## GOAL OF THE EXERCISE
Begin at the line below that contains "Target: shadow on grass". Repeat it and all remaining lines of the records exactly.

## DATA TO USE
+===+
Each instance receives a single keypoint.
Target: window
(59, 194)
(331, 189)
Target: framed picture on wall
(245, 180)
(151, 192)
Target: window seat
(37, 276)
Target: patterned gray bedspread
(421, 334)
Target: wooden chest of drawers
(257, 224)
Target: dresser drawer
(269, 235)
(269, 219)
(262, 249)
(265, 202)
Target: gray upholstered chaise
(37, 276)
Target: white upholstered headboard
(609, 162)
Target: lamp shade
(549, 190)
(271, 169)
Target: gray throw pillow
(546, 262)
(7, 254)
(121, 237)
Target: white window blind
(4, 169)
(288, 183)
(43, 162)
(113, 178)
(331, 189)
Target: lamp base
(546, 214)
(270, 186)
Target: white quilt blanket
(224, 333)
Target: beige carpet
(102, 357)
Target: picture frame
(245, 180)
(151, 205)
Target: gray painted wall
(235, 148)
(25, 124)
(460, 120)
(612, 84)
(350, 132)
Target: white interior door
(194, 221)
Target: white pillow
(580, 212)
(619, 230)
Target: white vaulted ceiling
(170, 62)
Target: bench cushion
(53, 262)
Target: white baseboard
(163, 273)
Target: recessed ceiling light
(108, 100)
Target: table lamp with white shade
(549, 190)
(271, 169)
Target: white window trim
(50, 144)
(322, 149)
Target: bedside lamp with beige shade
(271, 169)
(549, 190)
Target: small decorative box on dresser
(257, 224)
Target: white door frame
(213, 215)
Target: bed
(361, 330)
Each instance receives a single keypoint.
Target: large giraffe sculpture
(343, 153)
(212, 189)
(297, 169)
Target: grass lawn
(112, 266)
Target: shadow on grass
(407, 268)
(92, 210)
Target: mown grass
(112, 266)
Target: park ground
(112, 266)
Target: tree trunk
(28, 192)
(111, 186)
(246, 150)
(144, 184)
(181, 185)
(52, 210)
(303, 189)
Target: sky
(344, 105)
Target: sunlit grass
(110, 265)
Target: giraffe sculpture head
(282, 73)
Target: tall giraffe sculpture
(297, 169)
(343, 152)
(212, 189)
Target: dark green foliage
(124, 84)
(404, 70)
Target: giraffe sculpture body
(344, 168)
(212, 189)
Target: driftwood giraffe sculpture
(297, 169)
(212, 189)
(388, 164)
+===+
## TASK RESULT
Target: shadow on grass
(407, 268)
(92, 210)
Target: mown grass
(112, 266)
Target: park ground
(112, 266)
Target: tree trunk
(28, 192)
(111, 186)
(246, 150)
(144, 184)
(181, 185)
(52, 210)
(303, 189)
Target: sky
(344, 105)
Target: sunlit grass
(110, 265)
Target: giraffe sculpture head
(282, 73)
Target: tall giraffe sculpture
(297, 169)
(343, 152)
(212, 189)
Target: dark green foliage
(124, 84)
(404, 70)
Target: giraffe sculpture body
(344, 168)
(212, 189)
Target: driftwood giraffe sculpture
(297, 169)
(212, 189)
(388, 164)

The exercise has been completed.